The records
☆ ☆ ☆ ☆ ☆ ☆ ☆
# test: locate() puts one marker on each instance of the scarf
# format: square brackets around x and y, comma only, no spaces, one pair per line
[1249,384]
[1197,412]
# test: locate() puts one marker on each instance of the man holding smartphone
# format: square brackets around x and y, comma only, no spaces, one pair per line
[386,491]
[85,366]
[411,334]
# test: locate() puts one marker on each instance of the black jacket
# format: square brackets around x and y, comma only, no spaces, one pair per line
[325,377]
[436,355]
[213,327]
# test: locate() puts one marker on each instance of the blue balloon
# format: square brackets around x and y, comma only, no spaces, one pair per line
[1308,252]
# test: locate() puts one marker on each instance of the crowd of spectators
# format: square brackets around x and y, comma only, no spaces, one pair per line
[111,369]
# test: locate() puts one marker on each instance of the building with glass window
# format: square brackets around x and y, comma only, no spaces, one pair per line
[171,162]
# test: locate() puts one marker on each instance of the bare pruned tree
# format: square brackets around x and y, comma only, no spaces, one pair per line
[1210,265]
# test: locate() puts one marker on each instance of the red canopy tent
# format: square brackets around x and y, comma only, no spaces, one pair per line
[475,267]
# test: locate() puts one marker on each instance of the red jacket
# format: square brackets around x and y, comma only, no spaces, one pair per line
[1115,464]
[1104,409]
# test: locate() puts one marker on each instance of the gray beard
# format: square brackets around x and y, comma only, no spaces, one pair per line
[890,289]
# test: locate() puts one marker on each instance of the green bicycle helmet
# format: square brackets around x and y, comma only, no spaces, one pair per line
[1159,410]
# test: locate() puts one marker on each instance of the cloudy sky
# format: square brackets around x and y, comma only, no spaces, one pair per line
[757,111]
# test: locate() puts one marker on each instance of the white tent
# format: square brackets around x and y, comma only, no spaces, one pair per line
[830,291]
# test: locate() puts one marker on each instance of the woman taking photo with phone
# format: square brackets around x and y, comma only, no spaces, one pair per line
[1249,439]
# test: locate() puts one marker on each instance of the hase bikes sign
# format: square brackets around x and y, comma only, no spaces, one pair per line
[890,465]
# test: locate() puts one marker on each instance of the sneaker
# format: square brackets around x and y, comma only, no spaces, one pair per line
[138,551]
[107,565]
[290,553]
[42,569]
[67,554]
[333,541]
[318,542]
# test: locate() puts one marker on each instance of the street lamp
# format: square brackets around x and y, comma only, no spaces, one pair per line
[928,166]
☆ ☆ ☆ ☆ ☆ ☆ ☆
An exact copy of every record is needed.

# test: locate() puts one marker on each instance of the scarf
# format: square brackets around x and y, comma only, no spaces, one pair per line
[1249,384]
[1197,412]
# test: locate() puts one marker on each instance of the man holding smartphone
# format: square brackets around x and y, comma only, no spaces, one pair per line
[386,491]
[85,366]
[411,334]
# test: locate() puts one marker on each instance of the black jacket
# format: square brackets around x and y, comma only, no spaces, one pair per line
[325,377]
[436,355]
[213,327]
# test: locate() puts one marker on each instance of the blue balloon
# format: square brackets around x and y, comma only, no spaces, one pair per line
[1308,252]
# test: locate() puts one marker on each instance of the crowd of spectators
# format: square brackets around x and y, comma only, no spaces, one pair per line
[111,369]
# test: locate() puts one marker on each instance of the building with glass window
# format: square brackets around x and y, comma only, no spaces, one pair per line
[171,162]
# test: locate() puts one marker on each instance of the bare pruned tree
# format: square brackets around x and y, comma only, no spaces, one pair per line
[1210,265]
# test: locate() puts one marker on each instance of the red canopy tent
# format: square brackets around x and y, comma only, no spaces, one pair per line
[475,267]
# test: locate() puts one marker on each instance of the red jacket
# format: square brackets around x and y, comma only, no spaces, one pair per line
[1115,464]
[1104,409]
# test: locate() puts one marker on each instance of the gray beard
# format: square brackets around x and y, comma only, no spaces, one pair per line
[890,289]
# test: locate() puts one marker on each instance of the green bicycle helmet
# format: square brackets around x and y, comma only, no spaces, one pair per line
[1159,410]
# test: locate() puts one marker on each instance of the cloudy sky
# format: square brackets around x and y, comma only, no spaces, one pair per line
[757,111]
# test: locate() puts one marker on each instance of the white tent
# format: square brackets around x and y, comma only, no spaces, one pair per line
[830,291]
# test: locate() puts one marker on each instance of the woman taking photo with phone
# format: square brackets around x and y, comma only, no spaces, one pair per line
[1249,439]
# test: locate() puts one marker on each instance of the hase bikes sign
# format: square brackets around x and y, comma only, no spaces, one pair per line
[890,465]
# test: locate() puts one marker on each instance of the sneaker
# format: square brackets around x and y, comma only, no spaces, one pair per line
[138,551]
[107,565]
[290,553]
[42,569]
[67,554]
[333,541]
[318,542]
# test: locate() puts one marker on each instance of the street lamp
# format: square brackets around x and y, comma only, no spaces, one pair per line
[928,166]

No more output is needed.